- Task to carry out: Write the entries out again in full and unchanged, dropping every image.

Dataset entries
────────

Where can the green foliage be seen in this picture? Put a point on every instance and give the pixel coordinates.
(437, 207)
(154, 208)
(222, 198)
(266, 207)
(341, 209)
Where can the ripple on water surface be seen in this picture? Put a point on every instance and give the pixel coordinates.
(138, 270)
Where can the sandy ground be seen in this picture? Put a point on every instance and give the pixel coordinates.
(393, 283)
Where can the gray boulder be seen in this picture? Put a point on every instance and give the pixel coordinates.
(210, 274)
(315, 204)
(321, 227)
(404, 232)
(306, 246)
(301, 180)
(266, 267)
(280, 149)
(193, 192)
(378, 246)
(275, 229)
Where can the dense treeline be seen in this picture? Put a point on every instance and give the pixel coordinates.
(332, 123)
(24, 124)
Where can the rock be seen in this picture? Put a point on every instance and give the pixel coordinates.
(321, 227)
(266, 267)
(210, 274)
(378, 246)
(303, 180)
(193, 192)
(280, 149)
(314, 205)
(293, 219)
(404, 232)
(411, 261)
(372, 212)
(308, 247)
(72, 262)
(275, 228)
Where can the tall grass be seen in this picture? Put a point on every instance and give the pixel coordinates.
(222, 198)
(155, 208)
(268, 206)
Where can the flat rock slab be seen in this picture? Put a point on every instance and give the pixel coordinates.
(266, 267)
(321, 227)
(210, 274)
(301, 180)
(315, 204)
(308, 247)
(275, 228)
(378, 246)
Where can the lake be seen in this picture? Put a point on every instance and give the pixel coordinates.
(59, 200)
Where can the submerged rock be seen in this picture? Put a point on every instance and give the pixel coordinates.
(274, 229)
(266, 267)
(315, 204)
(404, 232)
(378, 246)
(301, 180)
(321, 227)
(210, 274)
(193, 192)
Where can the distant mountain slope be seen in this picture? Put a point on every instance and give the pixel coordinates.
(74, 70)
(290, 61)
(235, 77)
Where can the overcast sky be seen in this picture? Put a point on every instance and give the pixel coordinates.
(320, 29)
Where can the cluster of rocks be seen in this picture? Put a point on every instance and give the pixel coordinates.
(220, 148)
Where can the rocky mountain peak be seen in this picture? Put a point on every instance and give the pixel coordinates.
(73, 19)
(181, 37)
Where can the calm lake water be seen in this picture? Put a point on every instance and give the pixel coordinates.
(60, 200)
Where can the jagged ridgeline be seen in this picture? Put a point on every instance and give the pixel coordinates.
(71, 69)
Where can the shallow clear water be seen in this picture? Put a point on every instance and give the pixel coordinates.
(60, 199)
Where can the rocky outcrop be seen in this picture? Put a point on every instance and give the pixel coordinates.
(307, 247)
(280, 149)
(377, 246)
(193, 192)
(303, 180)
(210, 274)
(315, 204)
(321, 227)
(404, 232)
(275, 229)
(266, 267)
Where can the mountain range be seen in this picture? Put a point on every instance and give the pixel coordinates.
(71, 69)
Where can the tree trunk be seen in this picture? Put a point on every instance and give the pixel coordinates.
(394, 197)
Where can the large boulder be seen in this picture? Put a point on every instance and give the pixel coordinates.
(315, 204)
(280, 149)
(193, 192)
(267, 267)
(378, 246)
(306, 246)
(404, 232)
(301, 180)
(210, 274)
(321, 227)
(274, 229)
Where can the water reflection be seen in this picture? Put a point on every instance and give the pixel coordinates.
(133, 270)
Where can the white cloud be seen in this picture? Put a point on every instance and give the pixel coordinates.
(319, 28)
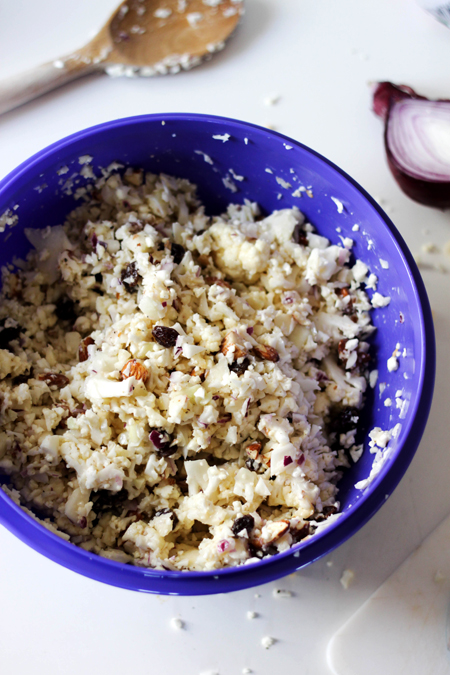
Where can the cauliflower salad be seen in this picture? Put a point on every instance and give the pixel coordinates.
(180, 391)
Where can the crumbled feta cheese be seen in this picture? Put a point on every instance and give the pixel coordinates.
(347, 578)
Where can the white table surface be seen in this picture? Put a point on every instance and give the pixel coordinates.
(319, 56)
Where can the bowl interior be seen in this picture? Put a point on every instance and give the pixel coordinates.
(231, 161)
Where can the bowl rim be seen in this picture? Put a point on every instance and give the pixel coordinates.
(346, 525)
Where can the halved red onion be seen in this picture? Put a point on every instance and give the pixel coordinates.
(417, 142)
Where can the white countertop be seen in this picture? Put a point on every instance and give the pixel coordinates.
(319, 56)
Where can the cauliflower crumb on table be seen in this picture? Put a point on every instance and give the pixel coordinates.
(178, 391)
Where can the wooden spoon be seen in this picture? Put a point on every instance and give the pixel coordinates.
(141, 38)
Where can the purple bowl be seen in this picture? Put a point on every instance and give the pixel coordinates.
(167, 143)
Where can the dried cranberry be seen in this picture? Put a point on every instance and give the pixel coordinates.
(239, 368)
(252, 464)
(177, 251)
(173, 515)
(342, 292)
(162, 442)
(83, 354)
(343, 420)
(363, 359)
(165, 336)
(136, 227)
(22, 379)
(243, 523)
(301, 533)
(341, 347)
(130, 277)
(54, 379)
(300, 236)
(8, 334)
(65, 310)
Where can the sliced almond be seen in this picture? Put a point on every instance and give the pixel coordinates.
(83, 354)
(265, 459)
(203, 260)
(217, 281)
(134, 368)
(267, 353)
(134, 177)
(274, 530)
(231, 344)
(253, 450)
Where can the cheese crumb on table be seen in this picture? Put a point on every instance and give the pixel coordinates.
(347, 578)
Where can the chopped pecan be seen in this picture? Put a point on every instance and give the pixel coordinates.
(239, 368)
(274, 530)
(134, 177)
(83, 354)
(267, 353)
(230, 344)
(165, 336)
(217, 281)
(203, 260)
(253, 449)
(243, 523)
(136, 369)
(54, 379)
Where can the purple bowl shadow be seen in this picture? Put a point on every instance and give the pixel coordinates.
(168, 143)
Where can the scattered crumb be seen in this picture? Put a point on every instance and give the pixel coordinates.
(373, 377)
(235, 175)
(284, 184)
(267, 642)
(429, 247)
(273, 99)
(222, 137)
(206, 157)
(339, 204)
(194, 19)
(177, 623)
(347, 578)
(85, 159)
(229, 184)
(280, 593)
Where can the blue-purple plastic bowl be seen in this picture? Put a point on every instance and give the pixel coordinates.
(268, 161)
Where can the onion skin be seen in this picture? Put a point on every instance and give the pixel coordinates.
(427, 192)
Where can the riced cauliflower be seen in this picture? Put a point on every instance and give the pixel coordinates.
(180, 391)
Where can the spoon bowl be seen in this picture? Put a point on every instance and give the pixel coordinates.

────────

- Reply:
Where can the green foliage be seen in this picture? Put a point on every instance and give the pixel coordinates.
(437, 207)
(154, 208)
(222, 198)
(266, 207)
(341, 209)
Where can the ripple on water surface be seen in this picture? Put a point on every instance and give the pixel coordinates.
(138, 270)
Where can the sandy ground be seen in this picture? Put a point on every instance and give the pixel coordinates.
(393, 283)
Where can the gray boulder be seen in this picture? Put a point on every instance and give the pixel coordinates.
(210, 274)
(315, 204)
(321, 227)
(404, 232)
(306, 246)
(301, 180)
(266, 267)
(280, 149)
(193, 192)
(378, 246)
(275, 229)
Where can the dense treeline be seen in this picture? Put a point on every instance and give the pixel coordinates.
(332, 123)
(24, 124)
Where can the rock be seen in this picture? Put a point on every instance and give the pixel coordinates.
(321, 227)
(266, 267)
(210, 274)
(378, 246)
(303, 180)
(193, 192)
(280, 149)
(314, 205)
(293, 219)
(404, 232)
(411, 261)
(372, 212)
(308, 247)
(72, 262)
(275, 228)
Where can the tall grass be seen in this picture? Put a point on every instance and give the pixel coordinates.
(222, 198)
(155, 208)
(268, 206)
Where can the flat rock slab be seen in this picture? Put a point on every instance and give the pixel coordinates.
(266, 267)
(321, 227)
(210, 274)
(301, 180)
(315, 204)
(308, 247)
(275, 228)
(378, 246)
Where can the lake be seen in this picture? Put a point on every instance and give the pixel coordinates.
(59, 200)
Where can the submerged rock be seen in this picture? Put a point on every instance and give the pixel coordinates.
(274, 229)
(266, 267)
(315, 204)
(404, 232)
(378, 246)
(301, 180)
(321, 227)
(210, 274)
(193, 192)
Where can the distant mountain slope be seen in this picture? Put a point on every instance and give the pixel coordinates.
(74, 70)
(290, 61)
(235, 77)
Where can the overcast sky be seen in this picture? Put a point on every instance and give the pixel coordinates.
(320, 29)
Where can the cluster of rocks be seen in this picture? Put a point on every instance and give the pixel coordinates.
(220, 148)
Where can the rocky mountain peak be seen in this picture? Put a point on every instance and give the pixel coordinates.
(73, 19)
(181, 37)
Where can the calm lake water be seen in this picture? Put a point on every instance and give the pixel coordinates.
(60, 200)
Where can the jagged ridgeline be seen in this picture? Put a point on every instance and give the pixel coordinates.
(71, 69)
Where can the shallow clear water be seen in this picture? Put a point on every instance and give the pixel coordinates.
(60, 199)
Where can the rocky outcrop be seen in this picture? Put a point on every instance and give the pixel coordinates.
(307, 247)
(280, 149)
(377, 246)
(193, 192)
(303, 180)
(210, 274)
(315, 204)
(321, 227)
(404, 232)
(275, 229)
(266, 267)
Where can the mountain range be seen in this picture? Put a point on every instance and give the pixel coordinates.
(71, 69)
Where can the tree trunk be seen in this picture? Put a point on every instance and give the pixel coordinates.
(394, 197)
Where can the large boulder be seen in this picture? Put a point on every instance and give the pixel coordinates.
(315, 204)
(280, 149)
(193, 192)
(267, 267)
(378, 246)
(306, 246)
(404, 232)
(301, 180)
(210, 274)
(321, 227)
(274, 229)
Where can the water reflection be seen in this picture? Put a point on every instance and give the pixel coordinates.
(133, 270)
Where can the white cloud be seen in this picture? Put a point on every instance and give the pixel coordinates.
(319, 28)
Where can the cauliflower salad be seen in this picture? Put a point on every instance and give the pixel coordinates.
(180, 391)
Where can the crumbled feta cheese be seen in this picture? Put a point on every instance and give the pixel coordinates.
(347, 578)
Where can the white table surface be seen in this picture? Put a point on every instance and give the pixel coordinates.
(319, 56)
Where can the bowl interior be seen in this picture? Put a point on every instance and give the pixel coordinates.
(231, 161)
Where can the bowl rim be seen in this picture? Put a point on every instance and give the pixel coordinates.
(346, 525)
Where can the halved red onion be seen in this picture? Put a point on every instance and give the pixel coordinates.
(417, 142)
Where can the white countertop be seen in this picture? Put a point on every instance and give the pixel coordinates.
(319, 56)
Where can the cauliflower crumb on table be seen in this picture? Put a point on every instance and give the pixel coordinates.
(178, 391)
Where can the wooden spoon be seen in this picture? Put a point on every instance and give the pixel coordinates.
(141, 38)
Where can the purple bowl be seen in this picture? Put a point on every instance and give the pixel coordinates.
(167, 143)
Where can the dried cranberry be seen in this picture? Put a point on every instance and give the pixel coordinates.
(239, 368)
(252, 464)
(177, 251)
(173, 515)
(342, 292)
(162, 442)
(83, 354)
(343, 420)
(363, 359)
(165, 336)
(136, 227)
(22, 379)
(243, 523)
(301, 533)
(341, 347)
(130, 277)
(54, 379)
(300, 236)
(8, 334)
(65, 310)
Where can the sliced almond be seen in this picture? Put a point on every instance and give the pixel coordinates.
(83, 354)
(265, 459)
(203, 260)
(217, 281)
(134, 368)
(267, 353)
(134, 177)
(274, 530)
(231, 344)
(253, 450)
Where can the cheese crumb on table be seen in this picture? Put a point on every instance and give the pixel coordinates.
(347, 578)
Where can the chopped pecan be seen in this picture? Put a point on every instance and give the pixel coordinates.
(239, 368)
(274, 530)
(134, 177)
(83, 354)
(267, 353)
(230, 344)
(165, 336)
(217, 281)
(203, 260)
(253, 449)
(243, 523)
(136, 369)
(54, 379)
Where can the purple bowl shadow be seen in this picture? Put a point on every instance and give the pixel coordinates.
(168, 143)
Where can the scattered crumb be seen in this picture? Put a point on every instance and give the pixel coordinates.
(373, 377)
(235, 175)
(284, 184)
(267, 642)
(429, 247)
(273, 99)
(222, 137)
(206, 157)
(339, 204)
(194, 19)
(177, 623)
(347, 578)
(85, 159)
(229, 184)
(280, 593)
Where can the blue-purple plastic bowl be seen in this picture? Put a point on every instance and give the pixel coordinates.
(268, 161)
Where can the onion skin be seen in this picture? Put a point on every instance and give the pixel coordinates.
(427, 192)
Where can the riced cauliflower be seen in this picture? Put a point on every instance and give the pixel coordinates.
(180, 391)
Where can the spoon bowl be seen in this picture? Put a point on every instance and give the pixel coordinates.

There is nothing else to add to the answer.